Update the items from the line containing "railing post in the photo above." through the end, replacing "keypoint" with "marker" and leaving everything else unchanged. Leave the pictures out of your answer.

## start

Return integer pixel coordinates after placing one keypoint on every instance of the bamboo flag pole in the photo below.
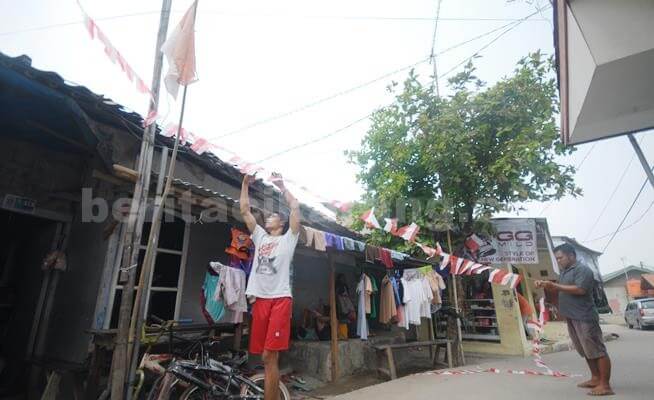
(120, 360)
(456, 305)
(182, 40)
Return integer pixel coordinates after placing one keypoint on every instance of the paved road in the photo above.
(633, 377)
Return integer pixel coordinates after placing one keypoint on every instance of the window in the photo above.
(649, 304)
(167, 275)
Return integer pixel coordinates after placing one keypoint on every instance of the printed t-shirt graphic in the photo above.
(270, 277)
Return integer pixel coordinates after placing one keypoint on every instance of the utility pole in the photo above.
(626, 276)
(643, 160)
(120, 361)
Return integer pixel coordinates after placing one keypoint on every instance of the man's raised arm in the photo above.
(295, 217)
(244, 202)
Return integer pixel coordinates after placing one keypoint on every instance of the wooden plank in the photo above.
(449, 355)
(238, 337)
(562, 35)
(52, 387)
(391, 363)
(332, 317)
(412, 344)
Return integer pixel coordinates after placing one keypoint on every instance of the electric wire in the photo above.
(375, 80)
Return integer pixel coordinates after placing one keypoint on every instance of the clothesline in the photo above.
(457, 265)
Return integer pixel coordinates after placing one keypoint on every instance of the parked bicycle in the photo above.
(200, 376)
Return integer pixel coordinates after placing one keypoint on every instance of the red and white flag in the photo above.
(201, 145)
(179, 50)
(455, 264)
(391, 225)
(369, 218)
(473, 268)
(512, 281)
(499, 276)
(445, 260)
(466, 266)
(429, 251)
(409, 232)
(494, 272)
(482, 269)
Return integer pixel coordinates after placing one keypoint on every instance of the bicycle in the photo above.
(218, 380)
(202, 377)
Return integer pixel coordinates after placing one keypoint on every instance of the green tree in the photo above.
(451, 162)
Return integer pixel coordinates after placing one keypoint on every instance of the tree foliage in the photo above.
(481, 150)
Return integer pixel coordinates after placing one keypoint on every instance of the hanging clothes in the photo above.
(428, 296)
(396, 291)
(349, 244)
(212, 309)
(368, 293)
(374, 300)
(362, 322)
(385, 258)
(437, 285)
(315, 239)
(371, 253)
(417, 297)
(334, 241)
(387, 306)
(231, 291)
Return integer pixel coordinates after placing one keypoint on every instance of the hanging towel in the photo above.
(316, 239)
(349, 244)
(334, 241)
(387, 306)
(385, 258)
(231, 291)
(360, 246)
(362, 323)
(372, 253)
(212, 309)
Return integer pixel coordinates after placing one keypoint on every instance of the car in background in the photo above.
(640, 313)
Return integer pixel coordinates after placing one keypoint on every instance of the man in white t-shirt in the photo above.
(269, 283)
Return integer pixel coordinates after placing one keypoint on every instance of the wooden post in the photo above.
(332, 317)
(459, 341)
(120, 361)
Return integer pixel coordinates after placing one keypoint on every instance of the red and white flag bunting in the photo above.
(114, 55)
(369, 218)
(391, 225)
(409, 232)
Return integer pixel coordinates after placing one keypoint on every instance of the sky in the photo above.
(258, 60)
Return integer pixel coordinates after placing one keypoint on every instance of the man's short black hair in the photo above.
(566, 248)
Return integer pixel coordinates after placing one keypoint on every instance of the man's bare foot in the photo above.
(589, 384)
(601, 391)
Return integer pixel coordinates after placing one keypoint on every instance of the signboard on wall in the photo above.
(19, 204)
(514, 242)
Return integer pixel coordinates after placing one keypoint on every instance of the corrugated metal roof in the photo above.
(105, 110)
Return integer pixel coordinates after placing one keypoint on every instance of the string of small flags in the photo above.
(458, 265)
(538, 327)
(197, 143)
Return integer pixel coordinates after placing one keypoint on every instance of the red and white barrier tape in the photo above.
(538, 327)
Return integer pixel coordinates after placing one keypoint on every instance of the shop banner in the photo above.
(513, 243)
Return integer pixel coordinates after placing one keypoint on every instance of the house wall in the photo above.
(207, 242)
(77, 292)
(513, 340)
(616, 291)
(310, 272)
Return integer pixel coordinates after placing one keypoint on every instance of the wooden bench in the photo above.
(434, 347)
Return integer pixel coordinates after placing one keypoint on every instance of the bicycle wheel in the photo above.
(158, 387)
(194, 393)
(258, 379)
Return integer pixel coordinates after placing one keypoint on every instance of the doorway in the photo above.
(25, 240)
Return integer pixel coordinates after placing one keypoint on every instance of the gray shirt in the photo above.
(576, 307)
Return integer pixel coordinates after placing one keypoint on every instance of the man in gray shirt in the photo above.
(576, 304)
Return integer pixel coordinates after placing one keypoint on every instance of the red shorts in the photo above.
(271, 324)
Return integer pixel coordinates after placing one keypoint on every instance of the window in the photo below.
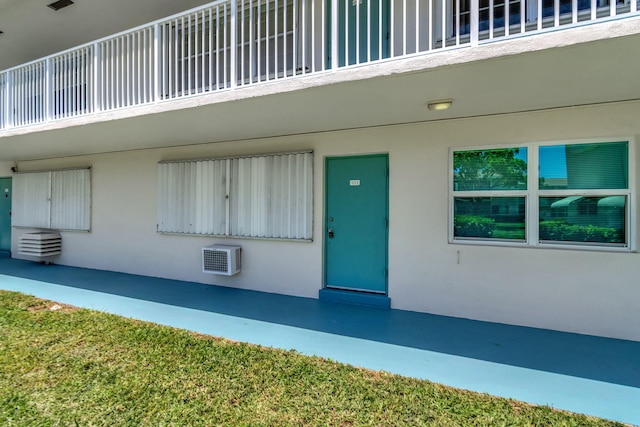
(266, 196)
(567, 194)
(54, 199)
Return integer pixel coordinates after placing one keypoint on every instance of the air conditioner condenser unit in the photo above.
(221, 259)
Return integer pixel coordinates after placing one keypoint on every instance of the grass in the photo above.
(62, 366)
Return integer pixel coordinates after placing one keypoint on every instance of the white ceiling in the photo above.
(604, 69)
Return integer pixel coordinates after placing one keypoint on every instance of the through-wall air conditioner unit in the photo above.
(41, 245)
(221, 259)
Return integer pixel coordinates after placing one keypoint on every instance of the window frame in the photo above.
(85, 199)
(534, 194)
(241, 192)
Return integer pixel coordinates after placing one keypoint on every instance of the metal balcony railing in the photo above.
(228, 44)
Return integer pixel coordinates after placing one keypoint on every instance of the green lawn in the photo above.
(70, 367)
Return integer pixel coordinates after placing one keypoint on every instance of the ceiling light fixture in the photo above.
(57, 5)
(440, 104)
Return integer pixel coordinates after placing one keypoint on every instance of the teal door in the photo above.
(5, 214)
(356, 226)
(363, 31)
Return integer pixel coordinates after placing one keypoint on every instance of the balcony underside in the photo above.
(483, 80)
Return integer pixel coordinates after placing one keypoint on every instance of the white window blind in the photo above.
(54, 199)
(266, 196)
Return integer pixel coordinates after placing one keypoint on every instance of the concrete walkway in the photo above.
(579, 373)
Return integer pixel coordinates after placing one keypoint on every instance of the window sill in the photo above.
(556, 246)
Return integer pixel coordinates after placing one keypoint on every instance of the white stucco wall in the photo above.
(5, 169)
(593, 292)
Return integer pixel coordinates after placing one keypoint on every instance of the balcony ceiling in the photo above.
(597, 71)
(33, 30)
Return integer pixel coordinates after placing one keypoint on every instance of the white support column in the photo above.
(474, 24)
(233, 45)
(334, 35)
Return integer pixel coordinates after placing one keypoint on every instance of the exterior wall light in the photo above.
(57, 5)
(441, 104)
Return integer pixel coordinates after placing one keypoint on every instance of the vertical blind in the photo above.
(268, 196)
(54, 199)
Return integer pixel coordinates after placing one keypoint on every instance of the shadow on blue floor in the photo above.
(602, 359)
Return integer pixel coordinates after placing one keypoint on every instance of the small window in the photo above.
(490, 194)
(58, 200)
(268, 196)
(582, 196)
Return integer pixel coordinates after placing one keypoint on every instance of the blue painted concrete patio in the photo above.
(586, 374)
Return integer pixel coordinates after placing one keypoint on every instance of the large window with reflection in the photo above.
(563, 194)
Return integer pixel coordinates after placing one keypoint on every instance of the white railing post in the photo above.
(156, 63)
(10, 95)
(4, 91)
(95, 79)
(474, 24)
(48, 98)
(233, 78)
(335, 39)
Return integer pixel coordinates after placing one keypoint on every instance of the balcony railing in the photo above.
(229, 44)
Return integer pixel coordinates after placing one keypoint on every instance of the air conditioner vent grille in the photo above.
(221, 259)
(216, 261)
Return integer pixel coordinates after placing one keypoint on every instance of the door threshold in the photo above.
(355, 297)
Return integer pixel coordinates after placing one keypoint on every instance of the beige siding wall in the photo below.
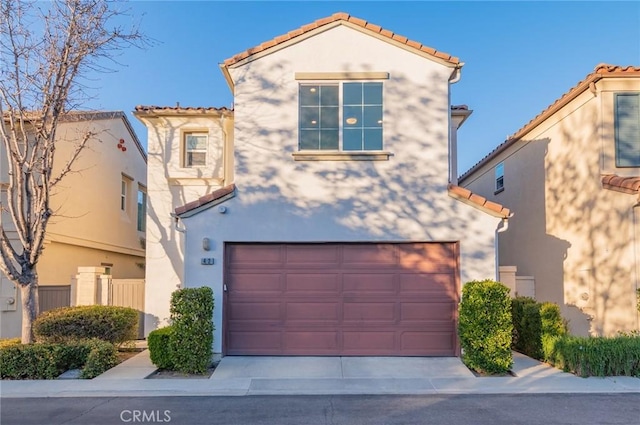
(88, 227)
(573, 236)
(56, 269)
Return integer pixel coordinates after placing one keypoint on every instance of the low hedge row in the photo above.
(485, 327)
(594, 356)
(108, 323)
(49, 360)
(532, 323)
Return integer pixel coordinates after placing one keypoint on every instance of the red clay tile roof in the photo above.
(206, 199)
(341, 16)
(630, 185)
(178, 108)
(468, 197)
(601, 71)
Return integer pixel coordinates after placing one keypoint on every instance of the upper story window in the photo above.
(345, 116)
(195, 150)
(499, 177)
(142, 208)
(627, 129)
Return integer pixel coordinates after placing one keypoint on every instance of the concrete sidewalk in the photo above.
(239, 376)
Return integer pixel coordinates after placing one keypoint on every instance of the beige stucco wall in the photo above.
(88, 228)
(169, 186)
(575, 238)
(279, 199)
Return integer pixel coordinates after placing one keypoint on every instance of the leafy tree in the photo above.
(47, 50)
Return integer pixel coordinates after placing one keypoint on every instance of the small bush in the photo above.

## end

# Correct response:
Return integer pixel coordinates after placing one marker on every instance of the white railing post in the photo above.
(156, 63)
(10, 95)
(4, 91)
(95, 79)
(474, 24)
(48, 98)
(233, 78)
(335, 39)
Return integer pixel coordinates after placing one marker on every instance of the balcony railing in the photo above.
(229, 44)
Return integer pixel coordinates after placing one marker on every instance of the air conditioner vent grille in the photo above.
(221, 259)
(216, 261)
Return integer pixel coordinates after placing one marker on every instance of the door threshold in the photo above.
(355, 297)
Return integer pixel coordinates after placing one marker on every instance of the beige siding wall in the photo below.
(88, 227)
(573, 236)
(56, 269)
Return integer pixel coordinates after placing one marker on every instance of the low hedge row in the photo above.
(485, 327)
(594, 356)
(108, 323)
(49, 360)
(532, 323)
Return integer pixel coordinates after placing one marker on every instance of the red clay tile roof in the photo above.
(206, 199)
(341, 16)
(630, 185)
(178, 108)
(468, 197)
(601, 71)
Return integer pixel coordinates after placing one marker on every instance of the upper story window in the photo above.
(345, 116)
(195, 150)
(499, 177)
(142, 208)
(627, 129)
Return integer pixel coordinates after placing one marker on every instance of the concrete sidewalk in the photo above.
(239, 376)
Return integer pixel coordinates after placing one marker on every instance of the beige stucco wall in the photo above.
(88, 228)
(169, 186)
(575, 238)
(279, 199)
Return integer pixel coordinates after placing one marker on every instance of the leafy tree in the photo above.
(47, 50)
Return integer pixel coordinates after placing one marker on every instance of the small bush in the photo above.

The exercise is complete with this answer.